_SUPPLIED MATERIAL:_

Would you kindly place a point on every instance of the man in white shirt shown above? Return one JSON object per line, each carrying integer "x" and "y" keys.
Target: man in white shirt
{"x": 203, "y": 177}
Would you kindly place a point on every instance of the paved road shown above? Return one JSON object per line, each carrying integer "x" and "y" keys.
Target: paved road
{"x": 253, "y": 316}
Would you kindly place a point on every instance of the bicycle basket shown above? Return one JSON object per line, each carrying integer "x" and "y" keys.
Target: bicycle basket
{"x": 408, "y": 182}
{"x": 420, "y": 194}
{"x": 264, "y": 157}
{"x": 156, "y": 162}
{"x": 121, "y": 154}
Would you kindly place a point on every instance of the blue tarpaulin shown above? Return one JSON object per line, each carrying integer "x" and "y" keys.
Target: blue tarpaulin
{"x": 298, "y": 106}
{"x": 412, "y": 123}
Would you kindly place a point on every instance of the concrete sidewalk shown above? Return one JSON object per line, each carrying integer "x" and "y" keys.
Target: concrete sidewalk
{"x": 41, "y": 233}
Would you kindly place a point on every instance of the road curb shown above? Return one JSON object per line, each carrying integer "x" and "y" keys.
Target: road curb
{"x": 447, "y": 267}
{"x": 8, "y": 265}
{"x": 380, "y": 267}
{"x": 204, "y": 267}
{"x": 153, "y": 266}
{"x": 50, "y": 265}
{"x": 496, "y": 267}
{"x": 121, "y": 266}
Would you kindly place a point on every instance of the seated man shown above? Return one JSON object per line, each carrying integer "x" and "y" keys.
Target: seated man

_EXERCISE:_ Rewrite all of the data above as a JSON list of strings, one string per line, leaving out any blank lines.

_WRITTEN ANSWER:_
[
  "Would you kindly place a point on every instance of the man in white shirt shown above? Return one JSON object per line, each carrying integer \"x\" and \"y\" keys.",
  "Target: man in white shirt",
  "{\"x\": 203, \"y\": 177}",
  "Would you kindly place a point on every instance of the paved road shown above? Return one JSON object per line, each carrying integer \"x\" and \"y\" keys.",
  "Target: paved road",
  "{\"x\": 253, \"y\": 316}",
  "Would you kindly place a point on every instance of the bicycle basket shown above? Return one JSON object per line, each carrying integer \"x\" and \"y\" keys.",
  "Target: bicycle basket",
  "{\"x\": 408, \"y\": 182}",
  "{\"x\": 420, \"y\": 194}",
  "{\"x\": 264, \"y\": 157}",
  "{\"x\": 156, \"y\": 162}",
  "{\"x\": 121, \"y\": 154}",
  "Would you kindly place a point on every instance of the blue tarpaulin shown above? Return one JSON object per line, each carrying integer \"x\" and \"y\" keys.",
  "Target: blue tarpaulin",
  "{\"x\": 298, \"y\": 106}",
  "{\"x\": 412, \"y\": 123}",
  "Would you kindly place a point on every instance of the concrete sidewalk shown above? Return one JSON object per line, each carrying integer \"x\" and \"y\" keys.",
  "Target: concrete sidewalk",
  "{\"x\": 41, \"y\": 233}",
  "Would you kindly place a point on every instance of the road curb shown above? Return one JSON object per line, each carrying integer \"x\" and \"y\" keys.",
  "Target: road curb",
  "{\"x\": 447, \"y\": 267}",
  "{\"x\": 8, \"y\": 265}",
  "{\"x\": 380, \"y\": 267}",
  "{\"x\": 204, \"y\": 267}",
  "{\"x\": 153, \"y\": 266}",
  "{\"x\": 50, \"y\": 265}",
  "{\"x\": 496, \"y\": 267}",
  "{\"x\": 121, \"y\": 266}",
  "Would you kindly place a point on every instance of the seated man shown above? Return one JSON object per line, each carrying integer \"x\" and \"y\" keys.",
  "Target: seated man"
]